Exercise goal:
Report back every line in the data that includes the string "below".

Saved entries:
——

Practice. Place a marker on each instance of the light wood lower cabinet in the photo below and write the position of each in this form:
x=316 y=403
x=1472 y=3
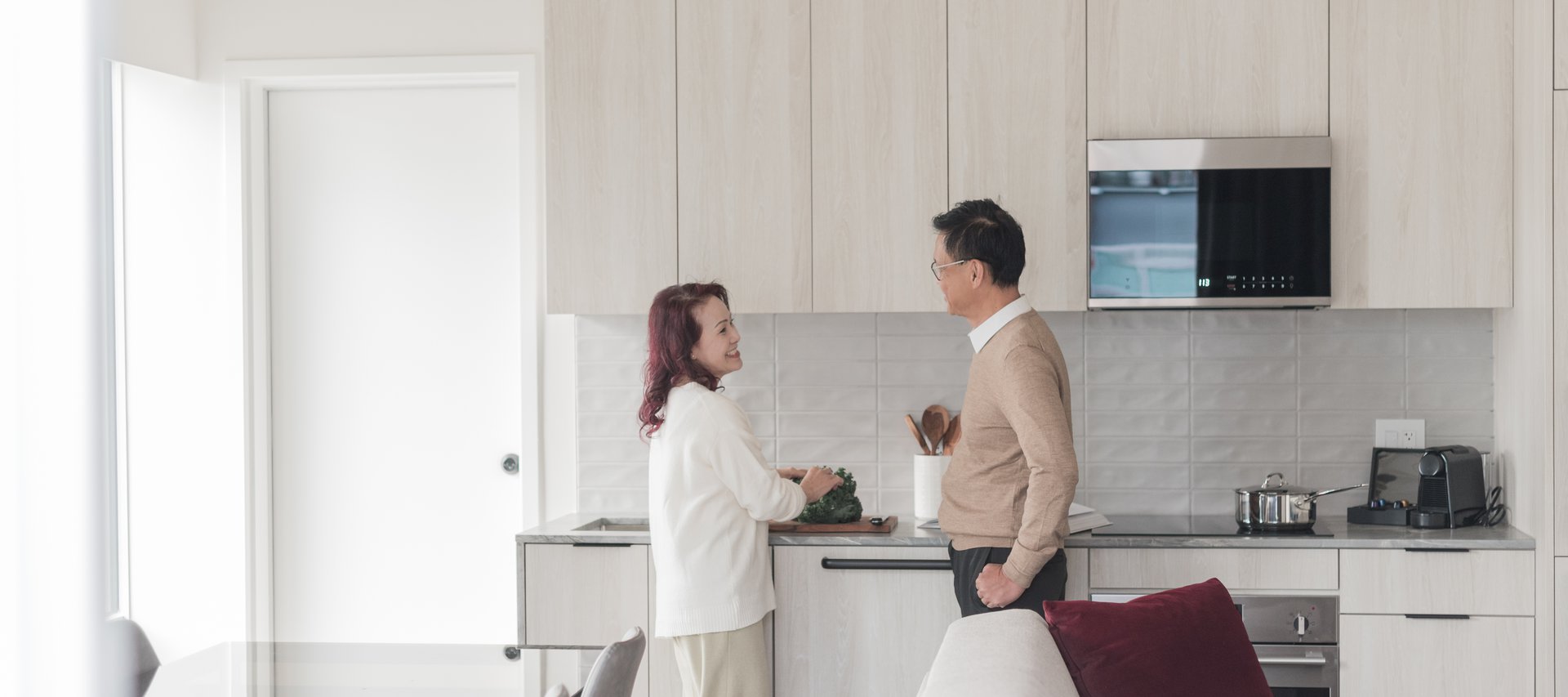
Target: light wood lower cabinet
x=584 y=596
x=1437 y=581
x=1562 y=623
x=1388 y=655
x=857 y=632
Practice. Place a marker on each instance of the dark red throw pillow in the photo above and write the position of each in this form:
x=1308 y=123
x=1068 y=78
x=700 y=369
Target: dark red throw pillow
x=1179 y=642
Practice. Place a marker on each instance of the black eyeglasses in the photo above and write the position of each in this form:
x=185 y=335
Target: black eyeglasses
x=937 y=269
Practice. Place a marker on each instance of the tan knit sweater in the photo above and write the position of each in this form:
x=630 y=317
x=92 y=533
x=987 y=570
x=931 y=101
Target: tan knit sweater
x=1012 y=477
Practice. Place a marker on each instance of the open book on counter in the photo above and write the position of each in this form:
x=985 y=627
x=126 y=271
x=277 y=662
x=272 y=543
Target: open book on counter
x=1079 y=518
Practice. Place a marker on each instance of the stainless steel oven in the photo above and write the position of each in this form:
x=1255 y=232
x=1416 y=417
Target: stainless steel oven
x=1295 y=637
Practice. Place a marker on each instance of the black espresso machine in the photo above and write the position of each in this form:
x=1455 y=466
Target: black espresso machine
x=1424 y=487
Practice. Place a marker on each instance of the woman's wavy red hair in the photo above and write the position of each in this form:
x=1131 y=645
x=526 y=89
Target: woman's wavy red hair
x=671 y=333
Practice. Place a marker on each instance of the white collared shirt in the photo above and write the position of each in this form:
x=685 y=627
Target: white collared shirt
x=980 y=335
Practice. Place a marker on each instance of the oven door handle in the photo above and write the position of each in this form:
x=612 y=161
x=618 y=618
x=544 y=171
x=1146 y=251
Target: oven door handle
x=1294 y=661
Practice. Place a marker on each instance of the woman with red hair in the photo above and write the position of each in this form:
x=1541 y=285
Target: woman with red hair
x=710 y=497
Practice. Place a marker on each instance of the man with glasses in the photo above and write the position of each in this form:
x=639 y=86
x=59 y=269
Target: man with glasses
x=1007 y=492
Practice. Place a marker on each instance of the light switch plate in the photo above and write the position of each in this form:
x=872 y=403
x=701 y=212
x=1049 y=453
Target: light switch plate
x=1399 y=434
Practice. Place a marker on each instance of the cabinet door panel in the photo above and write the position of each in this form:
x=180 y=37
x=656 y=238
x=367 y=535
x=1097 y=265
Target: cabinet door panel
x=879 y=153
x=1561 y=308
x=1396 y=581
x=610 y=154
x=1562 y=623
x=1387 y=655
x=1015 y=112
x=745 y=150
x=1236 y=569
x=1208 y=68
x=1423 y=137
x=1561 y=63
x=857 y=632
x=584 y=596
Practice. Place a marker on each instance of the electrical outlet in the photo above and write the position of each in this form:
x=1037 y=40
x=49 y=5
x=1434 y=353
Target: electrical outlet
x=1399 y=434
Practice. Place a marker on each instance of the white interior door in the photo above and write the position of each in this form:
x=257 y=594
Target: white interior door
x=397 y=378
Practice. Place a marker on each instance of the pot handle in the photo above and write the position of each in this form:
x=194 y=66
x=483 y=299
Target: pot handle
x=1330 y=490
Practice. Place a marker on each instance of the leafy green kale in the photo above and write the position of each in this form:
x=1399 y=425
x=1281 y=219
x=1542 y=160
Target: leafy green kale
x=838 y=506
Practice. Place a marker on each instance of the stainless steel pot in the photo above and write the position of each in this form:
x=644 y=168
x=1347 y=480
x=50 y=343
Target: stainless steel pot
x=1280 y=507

——

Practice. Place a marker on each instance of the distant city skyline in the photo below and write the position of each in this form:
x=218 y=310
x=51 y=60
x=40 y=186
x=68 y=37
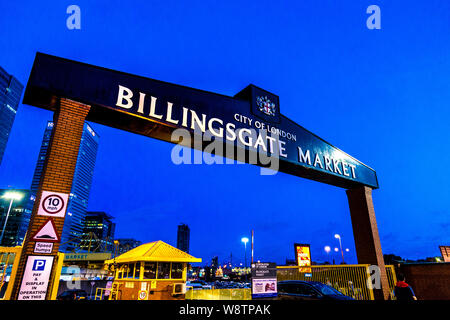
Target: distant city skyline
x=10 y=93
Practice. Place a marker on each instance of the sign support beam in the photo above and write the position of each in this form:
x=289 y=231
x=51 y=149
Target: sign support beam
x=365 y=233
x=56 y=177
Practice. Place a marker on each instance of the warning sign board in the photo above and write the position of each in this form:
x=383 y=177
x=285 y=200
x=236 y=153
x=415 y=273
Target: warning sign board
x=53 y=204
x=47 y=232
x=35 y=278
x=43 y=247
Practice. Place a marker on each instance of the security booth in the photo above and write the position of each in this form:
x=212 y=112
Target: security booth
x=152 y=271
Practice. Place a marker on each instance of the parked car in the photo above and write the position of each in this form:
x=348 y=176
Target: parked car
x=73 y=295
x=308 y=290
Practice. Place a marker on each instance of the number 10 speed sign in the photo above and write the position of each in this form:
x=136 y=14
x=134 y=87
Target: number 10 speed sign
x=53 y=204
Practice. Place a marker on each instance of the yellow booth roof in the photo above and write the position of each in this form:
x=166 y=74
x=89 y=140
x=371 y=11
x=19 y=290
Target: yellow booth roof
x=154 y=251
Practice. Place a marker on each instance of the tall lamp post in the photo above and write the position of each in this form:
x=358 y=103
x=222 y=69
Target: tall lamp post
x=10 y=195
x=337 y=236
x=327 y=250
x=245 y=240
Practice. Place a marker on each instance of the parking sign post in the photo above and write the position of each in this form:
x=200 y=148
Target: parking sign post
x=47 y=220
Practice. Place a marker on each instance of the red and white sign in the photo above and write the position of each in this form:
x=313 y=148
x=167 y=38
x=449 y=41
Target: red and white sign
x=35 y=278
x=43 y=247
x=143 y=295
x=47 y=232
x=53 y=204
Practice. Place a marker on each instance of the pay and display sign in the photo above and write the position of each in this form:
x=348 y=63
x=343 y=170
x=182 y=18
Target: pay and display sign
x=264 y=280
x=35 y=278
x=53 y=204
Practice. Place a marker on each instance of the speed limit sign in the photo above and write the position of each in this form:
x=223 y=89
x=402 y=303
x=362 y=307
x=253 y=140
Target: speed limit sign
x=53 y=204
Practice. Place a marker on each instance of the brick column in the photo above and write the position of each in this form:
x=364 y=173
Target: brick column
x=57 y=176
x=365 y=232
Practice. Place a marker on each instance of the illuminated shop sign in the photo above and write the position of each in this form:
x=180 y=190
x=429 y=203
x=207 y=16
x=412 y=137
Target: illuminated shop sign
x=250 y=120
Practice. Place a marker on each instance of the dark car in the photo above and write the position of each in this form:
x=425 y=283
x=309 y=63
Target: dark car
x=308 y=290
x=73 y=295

——

Exercise result:
Practice. Place a marker on each instance of the light wood lower cabinet in the photo below and write the position of each in this form:
Practice. Place a marker on each instance of the distant city skyline in the photo below and write the position of each in this form:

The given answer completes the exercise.